- Problem: Copy the rows word for word, beginning with the line that contains "Please identify the treeline" and continuing through the last of the rows. Leave the pictures out of your answer.

[Items listed in a dataset]
-=-=-
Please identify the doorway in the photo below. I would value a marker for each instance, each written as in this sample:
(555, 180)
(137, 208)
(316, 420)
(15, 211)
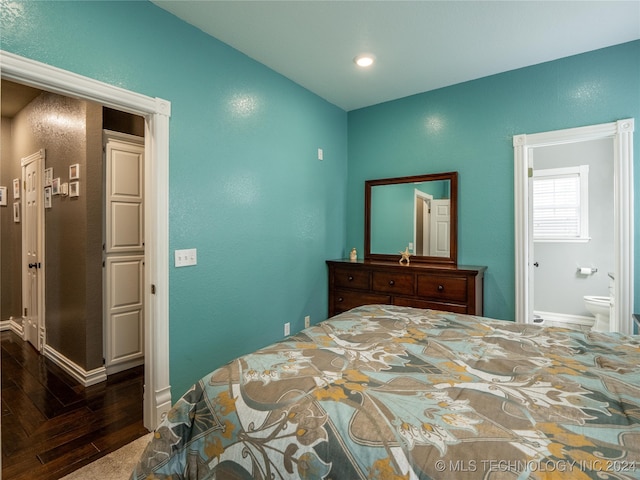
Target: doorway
(525, 146)
(156, 112)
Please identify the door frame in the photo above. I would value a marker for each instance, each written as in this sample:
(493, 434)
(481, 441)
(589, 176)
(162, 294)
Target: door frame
(39, 158)
(622, 134)
(156, 112)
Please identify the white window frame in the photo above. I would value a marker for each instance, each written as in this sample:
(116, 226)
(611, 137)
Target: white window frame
(582, 172)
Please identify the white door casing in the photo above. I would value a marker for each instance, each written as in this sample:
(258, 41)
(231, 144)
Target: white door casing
(124, 252)
(622, 134)
(33, 249)
(156, 112)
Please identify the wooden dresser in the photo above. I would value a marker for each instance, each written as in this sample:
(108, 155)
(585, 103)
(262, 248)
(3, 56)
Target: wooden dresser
(456, 289)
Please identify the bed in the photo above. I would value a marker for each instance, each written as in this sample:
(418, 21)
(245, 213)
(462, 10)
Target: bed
(387, 392)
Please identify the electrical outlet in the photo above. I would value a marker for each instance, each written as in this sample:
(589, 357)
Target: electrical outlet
(186, 258)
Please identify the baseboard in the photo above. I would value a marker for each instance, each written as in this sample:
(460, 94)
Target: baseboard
(12, 325)
(566, 318)
(119, 367)
(86, 378)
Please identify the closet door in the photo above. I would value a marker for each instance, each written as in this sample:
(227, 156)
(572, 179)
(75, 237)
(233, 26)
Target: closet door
(124, 252)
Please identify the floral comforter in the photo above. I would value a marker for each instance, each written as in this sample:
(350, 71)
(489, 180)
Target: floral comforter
(384, 392)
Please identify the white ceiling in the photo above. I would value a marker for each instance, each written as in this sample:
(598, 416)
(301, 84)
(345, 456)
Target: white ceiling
(419, 45)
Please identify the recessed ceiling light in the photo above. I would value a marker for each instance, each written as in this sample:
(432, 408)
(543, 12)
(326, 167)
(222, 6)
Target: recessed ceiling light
(364, 60)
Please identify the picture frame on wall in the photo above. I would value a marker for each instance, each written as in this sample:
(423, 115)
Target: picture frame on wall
(55, 186)
(74, 171)
(48, 176)
(74, 189)
(47, 197)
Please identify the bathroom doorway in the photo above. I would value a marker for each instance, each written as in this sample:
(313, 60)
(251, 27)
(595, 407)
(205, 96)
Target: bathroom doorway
(525, 147)
(572, 228)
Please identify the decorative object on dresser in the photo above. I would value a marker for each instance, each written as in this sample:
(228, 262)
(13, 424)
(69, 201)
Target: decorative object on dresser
(422, 212)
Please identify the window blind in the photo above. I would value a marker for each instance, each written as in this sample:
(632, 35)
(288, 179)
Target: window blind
(556, 206)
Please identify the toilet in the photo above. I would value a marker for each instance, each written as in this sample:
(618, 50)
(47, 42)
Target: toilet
(599, 307)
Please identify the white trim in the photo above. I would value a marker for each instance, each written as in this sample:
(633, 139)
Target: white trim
(12, 325)
(156, 111)
(622, 134)
(86, 378)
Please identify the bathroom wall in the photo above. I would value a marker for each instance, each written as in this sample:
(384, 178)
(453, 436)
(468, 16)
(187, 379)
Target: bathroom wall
(558, 287)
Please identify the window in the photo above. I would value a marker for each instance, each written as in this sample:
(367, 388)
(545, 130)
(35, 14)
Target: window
(561, 204)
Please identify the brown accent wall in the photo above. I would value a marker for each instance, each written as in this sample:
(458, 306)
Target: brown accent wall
(10, 233)
(70, 131)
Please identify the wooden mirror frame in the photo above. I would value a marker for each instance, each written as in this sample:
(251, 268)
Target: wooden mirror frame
(452, 259)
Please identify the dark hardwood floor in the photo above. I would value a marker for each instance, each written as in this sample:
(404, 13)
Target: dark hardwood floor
(51, 425)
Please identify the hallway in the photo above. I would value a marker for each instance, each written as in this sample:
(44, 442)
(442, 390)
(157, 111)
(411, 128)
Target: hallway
(51, 425)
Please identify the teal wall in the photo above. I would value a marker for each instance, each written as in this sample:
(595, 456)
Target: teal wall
(246, 187)
(469, 128)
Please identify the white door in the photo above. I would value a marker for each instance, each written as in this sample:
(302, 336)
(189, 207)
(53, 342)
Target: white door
(440, 222)
(124, 252)
(33, 249)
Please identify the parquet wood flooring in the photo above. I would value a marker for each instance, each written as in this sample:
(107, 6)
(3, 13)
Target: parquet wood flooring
(51, 425)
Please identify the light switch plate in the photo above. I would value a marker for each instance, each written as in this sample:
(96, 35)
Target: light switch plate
(186, 258)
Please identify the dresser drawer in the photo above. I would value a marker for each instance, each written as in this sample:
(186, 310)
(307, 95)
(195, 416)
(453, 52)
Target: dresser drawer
(392, 282)
(443, 287)
(344, 300)
(351, 278)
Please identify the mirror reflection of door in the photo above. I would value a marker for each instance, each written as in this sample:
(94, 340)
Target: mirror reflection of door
(422, 220)
(432, 225)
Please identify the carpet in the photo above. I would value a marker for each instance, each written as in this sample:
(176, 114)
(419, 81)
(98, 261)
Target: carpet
(117, 465)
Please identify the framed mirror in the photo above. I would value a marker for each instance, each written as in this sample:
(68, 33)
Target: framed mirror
(418, 212)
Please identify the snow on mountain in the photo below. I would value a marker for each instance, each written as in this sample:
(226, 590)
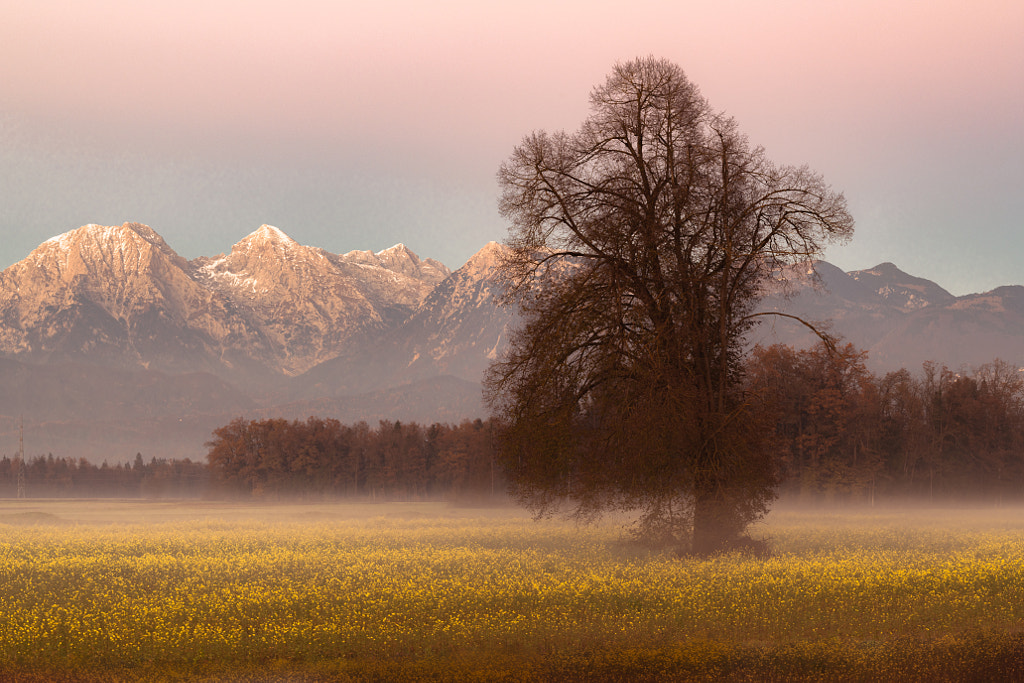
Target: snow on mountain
(901, 290)
(110, 319)
(117, 294)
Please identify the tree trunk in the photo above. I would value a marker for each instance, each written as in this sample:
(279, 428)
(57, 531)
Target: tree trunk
(714, 520)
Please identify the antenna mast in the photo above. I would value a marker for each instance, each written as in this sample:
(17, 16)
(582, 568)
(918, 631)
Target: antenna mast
(19, 462)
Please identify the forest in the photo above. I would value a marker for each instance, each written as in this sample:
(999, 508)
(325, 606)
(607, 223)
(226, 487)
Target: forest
(839, 433)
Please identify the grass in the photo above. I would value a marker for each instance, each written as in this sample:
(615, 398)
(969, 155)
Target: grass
(171, 591)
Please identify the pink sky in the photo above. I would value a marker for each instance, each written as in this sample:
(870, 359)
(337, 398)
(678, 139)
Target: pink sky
(357, 126)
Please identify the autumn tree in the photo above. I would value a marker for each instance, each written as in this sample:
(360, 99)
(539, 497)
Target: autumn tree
(639, 246)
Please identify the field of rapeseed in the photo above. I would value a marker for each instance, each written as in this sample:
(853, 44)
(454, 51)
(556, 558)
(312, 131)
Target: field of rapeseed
(134, 591)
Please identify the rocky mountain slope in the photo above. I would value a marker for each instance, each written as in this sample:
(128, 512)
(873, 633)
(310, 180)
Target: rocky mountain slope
(112, 344)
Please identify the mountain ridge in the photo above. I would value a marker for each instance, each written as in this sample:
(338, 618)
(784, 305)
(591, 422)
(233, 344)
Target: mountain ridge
(110, 326)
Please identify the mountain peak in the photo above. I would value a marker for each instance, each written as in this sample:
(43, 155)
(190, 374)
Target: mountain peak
(269, 233)
(901, 289)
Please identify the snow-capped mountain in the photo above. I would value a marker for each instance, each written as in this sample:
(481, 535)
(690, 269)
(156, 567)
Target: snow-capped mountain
(899, 319)
(457, 331)
(112, 344)
(121, 296)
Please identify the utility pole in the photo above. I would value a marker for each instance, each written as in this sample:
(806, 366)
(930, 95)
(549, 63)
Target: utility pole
(19, 462)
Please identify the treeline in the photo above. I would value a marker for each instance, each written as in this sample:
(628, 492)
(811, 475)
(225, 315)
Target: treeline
(839, 431)
(46, 476)
(317, 457)
(842, 431)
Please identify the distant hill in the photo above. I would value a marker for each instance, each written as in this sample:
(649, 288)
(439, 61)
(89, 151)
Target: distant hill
(112, 344)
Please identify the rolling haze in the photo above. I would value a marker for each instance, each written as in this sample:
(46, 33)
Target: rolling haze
(352, 126)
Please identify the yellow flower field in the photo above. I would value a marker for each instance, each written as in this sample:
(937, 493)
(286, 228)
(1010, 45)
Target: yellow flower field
(135, 591)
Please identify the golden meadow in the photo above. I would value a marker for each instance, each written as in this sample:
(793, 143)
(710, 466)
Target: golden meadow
(171, 591)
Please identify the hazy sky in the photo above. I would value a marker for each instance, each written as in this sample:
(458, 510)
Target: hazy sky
(358, 125)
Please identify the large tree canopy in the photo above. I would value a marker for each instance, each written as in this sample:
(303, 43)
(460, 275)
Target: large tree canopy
(639, 248)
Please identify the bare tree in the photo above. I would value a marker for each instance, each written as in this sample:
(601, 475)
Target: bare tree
(640, 244)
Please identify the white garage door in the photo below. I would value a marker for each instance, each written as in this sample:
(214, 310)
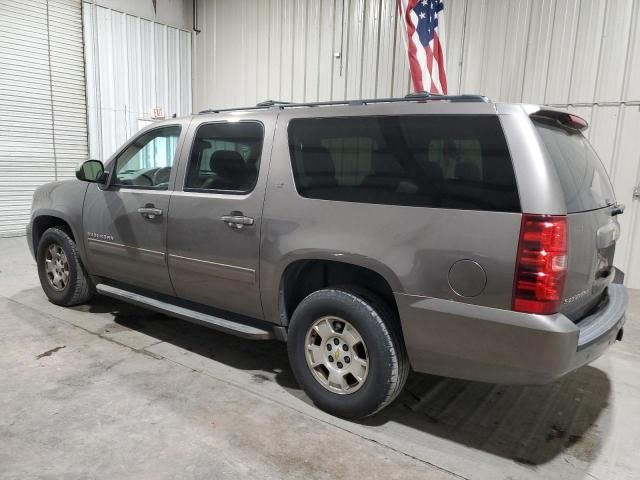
-=-=-
- Result:
Please identify the treeline in the photo above. I would value a marker for each instance, each written as in this sample:
(628, 492)
(811, 475)
(225, 315)
Target: treeline
(839, 431)
(46, 476)
(317, 457)
(842, 431)
Please identify the distant hill in the photo above. I would value a marker for each instance, each written as in this sample:
(649, 288)
(439, 61)
(89, 151)
Target: distant hill
(112, 344)
Please identify the rolling haze in the photo above. I would value a marker for each instance, each written as in this sample:
(46, 33)
Target: rolling haze
(352, 126)
Please identify the yellow flower field in the photo above. I would value a marker for each instance, each written as in this sample:
(937, 493)
(286, 228)
(1010, 45)
Target: yellow flower field
(135, 591)
Please identify the golden meadow in the photo above. I would value a marker for each instance, each written as in this sample:
(793, 143)
(710, 466)
Target: golden meadow
(171, 591)
Please identify the hazy sky in the photo above. I would value a marker for each instance, each written as in this sample:
(458, 510)
Target: hazy sky
(358, 125)
Please identify the large tree canopy in the photo above. I would value a marker for each instance, each written as in this sample:
(303, 43)
(460, 275)
Target: large tree canopy
(639, 248)
Please identify the bare tree in the photo above. I would value a marker for each instance, each written as in this sample:
(601, 475)
Target: bare tree
(640, 244)
Please identify the white garage door in the photo below. I would value a marker for each instance, each written as in this sample:
(214, 310)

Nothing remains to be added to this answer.